» Kutipan Halaman:
::::::::::
DUNIA HAWA - Akhir-akhir ini nama Allan Nairn mencuat tinggi di media, terutama di sosmed yang hampir selalu tidak membutuhkan mekanisme “check and recheck” Itulah sebabnya sosmed lebih disukai karena lebih seksi dan genit daripada media cetak yang sudah memasuki masa “menoupause” tersebut. Gampang ditebak, judul tulisan ini juga, lebih bergaya sosmed daripada bergaya flamboyan ala media cetak tersohor ibu kota. Tetapi bukan isapan jempol, ada persamaan kehadiran kedua tokoh ini, yang sepertinya membuat merah telinga beberapa pihak yang “disemprot” oleh mereka ini.
Persamaan itulah yang akan kita bahas dalam episode tulisan ini.
Seperti kita ketahui, Allan Nairn adalah seorang jurnalis tersohor dari Amerika Serikat. Allan Nairn mempunyai reputasi internasional dan sangat berpengalaman meliput wilayah konflik di beberapa negara termasuk juga di Indonesia. Dalam liputannya sebagai wartawan asing pada peristiwa Santa Cruz di Dili, Timor Timur ketika itu, Allan mendapat perlakuan kasar. Allan mengalami luka retak di kepala akibat dihantam popor senapan M16 tentara Indonesia. Perlakuan buruk tersebut tentu saja akan menimbulkan luka yang dalam bagi Allan ketika berhadapan dengan TNI.
Liputan Allan Nairn dalam peristiwa Santa Cruzpada 12 Nopember 1991 tersebut, akhirnya mampu membuat parlemen AS (Amerika Serikat) menghentikan bantuan kerja sama militer dari AS kepada Indonesia. Liputan berjudul, “Massacre : The Story of East Timor” yang dipublikasikan pada 1992 itu menceritakan pembantaian yang dilakukan militer terhadap sekitar 271 warga sipil Dili. Ditengah minimnya informasi yang bisa didapat dalam peristiwa tersebut, dari sisi jurnalistik, liputan Allan Nairn tersebut sungguh sangat istimewa. Sejak itu, permusuhan diantara petinggi Indonesia dengan Allan Nairn “resmi dibuka!”
::::::::::
» Cuplikan Data:
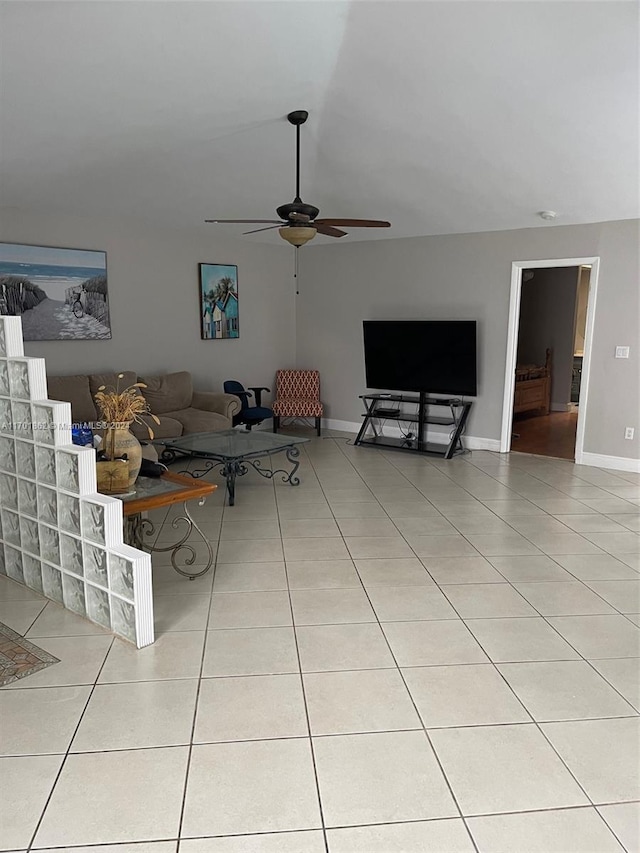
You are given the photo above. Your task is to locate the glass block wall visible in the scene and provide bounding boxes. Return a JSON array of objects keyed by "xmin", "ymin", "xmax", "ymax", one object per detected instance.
[{"xmin": 0, "ymin": 316, "xmax": 154, "ymax": 648}]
::::::::::
» Soal 1:
Jawablah pertanyaan berikut berdasarkan kutipan halaman.
(a) Dari negara mana Allan Nairn berasal?
(b) Apa yang menyebabkan luka retak di kepala Allan?
(c) Pada tahun berapa liputan berjudul "Massacre : The Story of East Timor" dipublikasikan?
» Soal 2:
Apakah setiap pernyataan berikut sesuai dengan kutipan halaman? Jawab ya atau tidak, lalu kutip kata-kata penentunya.
(a) Liputan Allan Nairn membuat parlemen AS menghentikan bantuan kerja sama militer kepada Indonesia.
(b) Allan Nairn hanya pernah meliput wilayah konflik di Indonesia.
(c) Liputan itu menceritakan pembantaian terhadap sekitar 500 warga sipil Dili.

» Pembahasan Soal 1:
(a) Amerika Serikat.
(b) Kepalanya dihantam popor senapan M16 tentara Indonesia.
(c) 1992.

» Pembahasan Soal 2:
(a) Ya: "akhirnya mampu membuat parlemen AS (Amerika Serikat) menghentikan bantuan kerja sama militer dari AS kepada Indonesia"
(b) Tidak: "sangat berpengalaman meliput wilayah konflik di beberapa negara termasuk juga di Indonesia"
(c) Tidak: "pembantaian yang dilakukan militer terhadap sekitar 271 warga sipil Dili"